• **EJERCICIO BREVE 1**:
Responde estas preguntas con lo que dice el fragmento sobre literatura y compromiso:
(a) ¿En qué lugares se menciona haber hablado ante estudiantes universitarios o jóvenes?
(b) ¿Cómo se llama el paciente tendido en la camilla?
(c) ¿Qué deseo se siente al salir a la calle después de estar en esos quirófanos?

• **FRAGMENTO DEL DOCUMENTO**:
_____
Hubo una larga época en nuestros países en que ser político era algo así como una profesión exclusiva que pocas veces hubiera tentado a un escritor literario, que prefería delegar los problemas históricos o sociales en esos profesionales y mantenerse en su universo eminentemente estético y espiritual. Pero esta distribución de tareas ha cambiado en las últimas décadas. muy especialmente en los países latinoamericanos, y eso se advierte sobre todo en el nivel de la juventud. Cada vez que me ha tocado hablar ante estudiantes universitarios o jóvenes en general, sea en los Estados Unidos, en Europa o en un país latinoamericano, sus preguntas sobre lo que podríamos llamar literatura pura se ven siempre desbordadas por las que me hacen sobre cuestiones tales como el compromiso del escritor, los problemas intelectuales en los países sometidos a regímenes dictatoriales, y otras preocupaciones en las cuales el hecho de escribir y leer libros literarios es visto dentro de un contexto que lo precede y lo desborda. Podemos decirlo sin ironía ni falta de respeto: para hablar exclusivamente de literatura latinoamericana hay que crear un ambiente bastante parecido al de una sala de operaciones, con especialistas que rodean al paciente tendido en la camilla, y ese paciente se llama novela o cuento o poema. Cada vez que me ha tocado estar en uno de esos quirófanos en calidad de espectador o de paciente, he salido a la calle con un enorme deseo de beber vino en un bar y mirar a las muchachas en los autobuses. Y cada día que pasa me parece más lógico y más necesario que vayamos a la literatura —seamos autores o lectores— como se va a los encuentros más esenciales de la existencia, como se va al amor y a veces a la muerte, sabiendo que forman parte indisoluble de un todo, y que un libro empieza y termina mucho antes y mucho después de su primera y de su última página.
_____
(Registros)
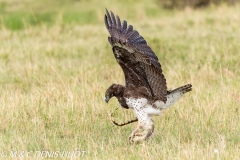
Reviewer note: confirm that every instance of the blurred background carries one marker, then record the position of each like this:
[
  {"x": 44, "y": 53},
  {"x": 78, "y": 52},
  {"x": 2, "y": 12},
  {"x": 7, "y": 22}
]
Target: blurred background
[
  {"x": 56, "y": 64},
  {"x": 17, "y": 14}
]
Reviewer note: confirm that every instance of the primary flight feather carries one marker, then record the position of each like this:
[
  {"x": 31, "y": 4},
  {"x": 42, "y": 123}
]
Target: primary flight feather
[{"x": 145, "y": 90}]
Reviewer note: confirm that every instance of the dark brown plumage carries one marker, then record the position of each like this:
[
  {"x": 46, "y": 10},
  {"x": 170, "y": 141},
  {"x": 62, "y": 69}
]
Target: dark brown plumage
[
  {"x": 145, "y": 89},
  {"x": 137, "y": 60}
]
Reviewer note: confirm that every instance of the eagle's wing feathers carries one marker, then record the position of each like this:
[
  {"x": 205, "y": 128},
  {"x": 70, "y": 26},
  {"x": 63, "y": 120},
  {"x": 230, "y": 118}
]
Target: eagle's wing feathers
[{"x": 139, "y": 63}]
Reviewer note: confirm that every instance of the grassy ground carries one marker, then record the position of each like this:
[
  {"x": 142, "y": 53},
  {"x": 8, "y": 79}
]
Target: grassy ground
[{"x": 56, "y": 63}]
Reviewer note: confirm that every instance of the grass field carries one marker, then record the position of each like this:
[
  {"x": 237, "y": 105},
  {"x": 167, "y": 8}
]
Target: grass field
[{"x": 56, "y": 63}]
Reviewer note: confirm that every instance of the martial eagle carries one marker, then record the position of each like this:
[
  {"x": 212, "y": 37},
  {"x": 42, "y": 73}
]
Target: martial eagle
[{"x": 145, "y": 89}]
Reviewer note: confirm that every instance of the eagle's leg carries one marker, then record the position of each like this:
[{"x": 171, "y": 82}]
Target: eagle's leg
[{"x": 137, "y": 136}]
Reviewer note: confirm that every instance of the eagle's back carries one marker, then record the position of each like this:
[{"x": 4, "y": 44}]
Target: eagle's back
[{"x": 137, "y": 60}]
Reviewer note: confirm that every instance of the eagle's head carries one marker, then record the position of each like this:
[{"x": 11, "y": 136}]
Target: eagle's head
[{"x": 115, "y": 90}]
_____
• **EJERCICIO BREVE 2**:
Reproduce las filas desde la línea que contiene "Reviewer note: confirm that every instance of the eagle's head" hasta el final, con ambos extremos y las indicaciones incluidos. Desplaza en 43 cada coordenada de las respuestas.

• **RESPUESTA FINAL 1**:
(a) En los Estados Unidos, en Europa o en un país latinoamericano.
(b) Se llama novela o cuento o poema.
(c) Un enorme deseo de beber vino en un bar y mirar a las muchachas en los autobuses.

• **RESPUESTA FINAL 2**:
Reviewer note: confirm that every instance of the eagle's head carries one marker, then record the position of each like this:
[{"x": 11, "y": 136}]
Target: eagle's head
[{"x": 158, "y": 133}]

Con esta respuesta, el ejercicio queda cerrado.